- _Written instruction_: Extract every line of the data below verbatim, leaving the pictures out of your answer.

- _Record set_:
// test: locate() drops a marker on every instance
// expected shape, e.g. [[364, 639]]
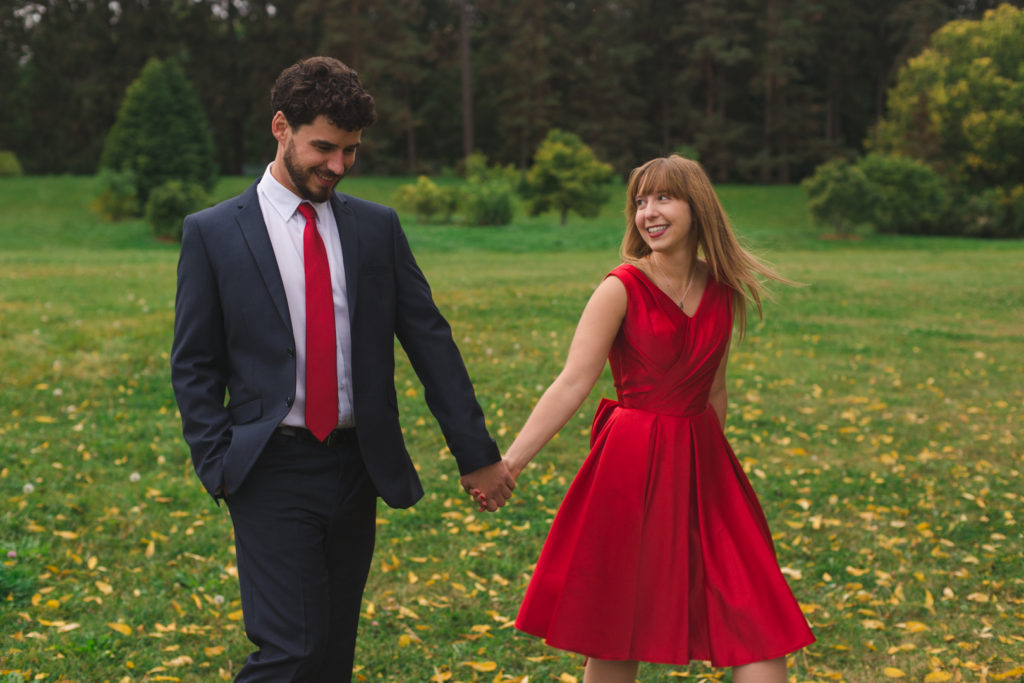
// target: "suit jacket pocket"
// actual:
[[245, 413]]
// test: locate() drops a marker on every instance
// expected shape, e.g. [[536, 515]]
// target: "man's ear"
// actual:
[[280, 127]]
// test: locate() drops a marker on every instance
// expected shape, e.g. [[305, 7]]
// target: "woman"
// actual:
[[659, 551]]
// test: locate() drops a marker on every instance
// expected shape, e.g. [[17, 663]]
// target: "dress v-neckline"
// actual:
[[675, 304]]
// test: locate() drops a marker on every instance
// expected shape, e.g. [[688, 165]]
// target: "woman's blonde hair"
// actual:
[[730, 263]]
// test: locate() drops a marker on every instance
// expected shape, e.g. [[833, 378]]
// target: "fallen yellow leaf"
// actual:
[[915, 627]]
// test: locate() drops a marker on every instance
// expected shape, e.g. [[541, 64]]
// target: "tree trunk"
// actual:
[[467, 84]]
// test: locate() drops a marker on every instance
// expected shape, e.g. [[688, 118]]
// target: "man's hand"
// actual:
[[491, 485]]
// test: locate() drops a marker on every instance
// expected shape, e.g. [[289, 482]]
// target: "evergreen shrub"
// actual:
[[839, 196], [997, 212], [9, 166], [906, 198], [161, 132], [428, 202], [117, 198], [488, 197], [565, 176], [170, 203], [487, 203]]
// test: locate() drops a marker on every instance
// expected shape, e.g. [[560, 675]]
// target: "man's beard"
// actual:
[[300, 177]]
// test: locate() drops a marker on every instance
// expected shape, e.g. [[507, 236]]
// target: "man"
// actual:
[[289, 300]]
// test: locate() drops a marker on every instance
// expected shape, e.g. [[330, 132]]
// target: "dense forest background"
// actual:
[[762, 90]]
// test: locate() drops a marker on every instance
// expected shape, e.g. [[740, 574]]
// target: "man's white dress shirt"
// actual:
[[286, 225]]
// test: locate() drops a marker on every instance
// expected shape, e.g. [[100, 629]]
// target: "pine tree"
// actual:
[[161, 132]]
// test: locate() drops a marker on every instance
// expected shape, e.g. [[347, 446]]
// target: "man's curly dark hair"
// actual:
[[323, 85]]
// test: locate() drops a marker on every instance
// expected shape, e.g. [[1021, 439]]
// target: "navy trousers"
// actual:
[[304, 525]]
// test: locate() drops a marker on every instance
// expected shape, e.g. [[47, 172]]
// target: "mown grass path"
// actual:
[[878, 412]]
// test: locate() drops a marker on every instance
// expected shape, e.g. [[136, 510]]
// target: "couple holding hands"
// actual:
[[289, 299]]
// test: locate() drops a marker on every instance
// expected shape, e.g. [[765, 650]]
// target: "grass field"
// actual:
[[878, 412]]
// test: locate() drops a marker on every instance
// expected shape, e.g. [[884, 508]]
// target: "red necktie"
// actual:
[[322, 356]]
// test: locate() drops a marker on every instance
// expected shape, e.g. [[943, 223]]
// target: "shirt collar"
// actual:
[[284, 201]]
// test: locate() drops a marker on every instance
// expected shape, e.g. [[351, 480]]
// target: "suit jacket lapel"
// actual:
[[250, 220], [349, 247]]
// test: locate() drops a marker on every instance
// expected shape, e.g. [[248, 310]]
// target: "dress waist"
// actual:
[[688, 412]]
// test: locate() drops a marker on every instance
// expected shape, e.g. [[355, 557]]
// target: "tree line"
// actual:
[[760, 90]]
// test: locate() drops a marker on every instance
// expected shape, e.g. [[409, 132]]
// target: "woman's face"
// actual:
[[664, 221]]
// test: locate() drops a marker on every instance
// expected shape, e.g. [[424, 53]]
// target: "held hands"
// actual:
[[491, 486], [487, 501]]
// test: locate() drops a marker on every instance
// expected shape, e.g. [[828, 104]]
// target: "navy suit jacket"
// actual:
[[232, 360]]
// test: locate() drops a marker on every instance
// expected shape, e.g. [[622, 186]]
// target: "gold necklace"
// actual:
[[682, 299]]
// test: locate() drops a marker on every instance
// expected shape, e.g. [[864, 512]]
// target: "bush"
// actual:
[[907, 197], [427, 201], [476, 167], [117, 197], [995, 213], [488, 203], [487, 198], [839, 196], [565, 176], [9, 166], [169, 204], [161, 132]]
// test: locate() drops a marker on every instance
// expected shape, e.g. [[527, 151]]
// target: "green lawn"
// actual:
[[878, 411]]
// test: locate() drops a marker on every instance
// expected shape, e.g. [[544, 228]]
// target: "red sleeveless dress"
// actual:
[[659, 551]]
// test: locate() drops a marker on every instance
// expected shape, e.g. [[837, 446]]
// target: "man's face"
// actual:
[[312, 159]]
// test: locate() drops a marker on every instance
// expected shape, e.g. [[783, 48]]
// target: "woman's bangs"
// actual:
[[660, 178]]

- _Reply_:
// test: locate() drops a marker on every instance
// expected shape, e.g. [[364, 639]]
// target: "suit jacket pocket"
// actual:
[[245, 413]]
// test: locate() drops a marker on every instance
// expected shape, e.g. [[536, 515]]
// target: "man's ear"
// actual:
[[280, 127]]
// test: locate() drops a marker on every instance
// expected shape, e.g. [[305, 7]]
// target: "woman"
// actual:
[[659, 551]]
// test: locate() drops a marker on every instance
// expected shape, e.g. [[17, 663]]
// target: "dress v-neckline"
// actual:
[[675, 304]]
// test: locate() drops a marker on every instance
// expected shape, e.g. [[688, 165]]
// target: "woman's blonde hair"
// actual:
[[730, 263]]
// test: locate() drops a marker on every instance
// expected shape, e.g. [[833, 378]]
// target: "fallen yellow leaf"
// actual:
[[915, 627]]
// test: locate() drops a marker on every instance
// expected shape, e.g. [[541, 64]]
// target: "tree trunk"
// actual:
[[467, 84]]
// test: locate() drops a marker on every instance
// expected shape, e.g. [[688, 118]]
// target: "man's hand"
// actual:
[[491, 485]]
// test: locate() drops a marker on every instance
// expected shape, e.g. [[289, 482]]
// target: "evergreen shrub"
// actual:
[[839, 196], [997, 212], [9, 166], [906, 198], [161, 132], [428, 202], [117, 198], [488, 197], [565, 176], [170, 203], [487, 203]]
// test: locate() drops a marker on every instance
// expected shape, e.g. [[560, 675]]
// target: "man's beard"
// actual:
[[300, 177]]
// test: locate() drops a marker on every instance
// expected shape, e.g. [[507, 236]]
// target: "man"
// actual:
[[289, 300]]
// test: locate() drops a marker on every instance
// expected shape, e.g. [[330, 132]]
// target: "dense forest background"
// actual:
[[762, 90]]
// test: locate() drops a marker on every instance
// expected shape, e.g. [[740, 574]]
// target: "man's white dress shirt"
// actual:
[[286, 225]]
// test: locate() drops a marker on every instance
// expected shape, e.g. [[100, 629]]
// target: "pine tree"
// actual:
[[161, 132]]
// test: locate() drops a marker on every instance
// expected shape, e.g. [[347, 446]]
// target: "man's curly dark hair"
// actual:
[[323, 85]]
// test: locate() drops a marker on every instance
// expected shape, e.g. [[1021, 439]]
// target: "navy trousers"
// actual:
[[304, 525]]
// test: locate() drops a marker on every instance
// expected shape, e.g. [[47, 172]]
// target: "mown grass path"
// actual:
[[878, 412]]
// test: locate() drops a marker on every instance
// expected shape, e.g. [[136, 510]]
// target: "couple holding hands"
// actual:
[[289, 299]]
// test: locate() drops a marker on every instance
// expected shape, e.g. [[765, 650]]
// target: "grass field"
// actual:
[[878, 412]]
// test: locate() drops a marker on every instance
// expected shape, e.g. [[884, 508]]
// target: "red necktie"
// actual:
[[322, 356]]
// test: locate() drops a marker on every instance
// expected shape, e.g. [[943, 223]]
// target: "shirt collar"
// actual:
[[284, 201]]
// test: locate() drops a marker on every instance
// expected shape, e.g. [[351, 480]]
// target: "suit jacket lapel"
// actual:
[[250, 220], [349, 247]]
// test: locate() drops a marker on every instance
// expected shape, e.g. [[248, 310]]
// target: "dress waist"
// actual:
[[688, 412]]
// test: locate() drops a marker on every instance
// expected shape, e.g. [[355, 557]]
// target: "tree line"
// actual:
[[760, 90]]
// test: locate() drops a marker on every instance
// expected shape, e.g. [[409, 132]]
// target: "woman's face"
// actual:
[[664, 221]]
// test: locate() drops a marker on every instance
// expected shape, e.g. [[424, 53]]
// target: "held hands"
// actual:
[[491, 486], [487, 501]]
// test: locate() drops a marker on every instance
// expected shape, e.g. [[828, 104]]
// target: "navy suit jacket"
// actual:
[[232, 360]]
// test: locate() drops a marker on every instance
// expected shape, e.g. [[622, 186]]
// target: "gold necklace"
// actual:
[[682, 299]]
// test: locate() drops a marker on every instance
// expected shape, e.g. [[864, 512]]
// target: "bush"
// actual:
[[907, 197], [427, 201], [476, 167], [117, 197], [995, 213], [488, 203], [487, 198], [839, 196], [565, 176], [9, 166], [169, 204], [161, 132]]
// test: locate() drops a marker on every instance
// expected shape, e.g. [[527, 151]]
// target: "green lawn"
// actual:
[[878, 411]]
// test: locate() drops a marker on every instance
// expected shape, e.g. [[544, 228]]
// target: "red sleeveless dress"
// actual:
[[659, 551]]
// test: locate() drops a marker on every instance
// expected shape, e.g. [[837, 446]]
// target: "man's face"
// actual:
[[312, 159]]
// test: locate() drops a marker on every instance
// expected shape, e.g. [[783, 48]]
// target: "woman's bangs"
// actual:
[[660, 178]]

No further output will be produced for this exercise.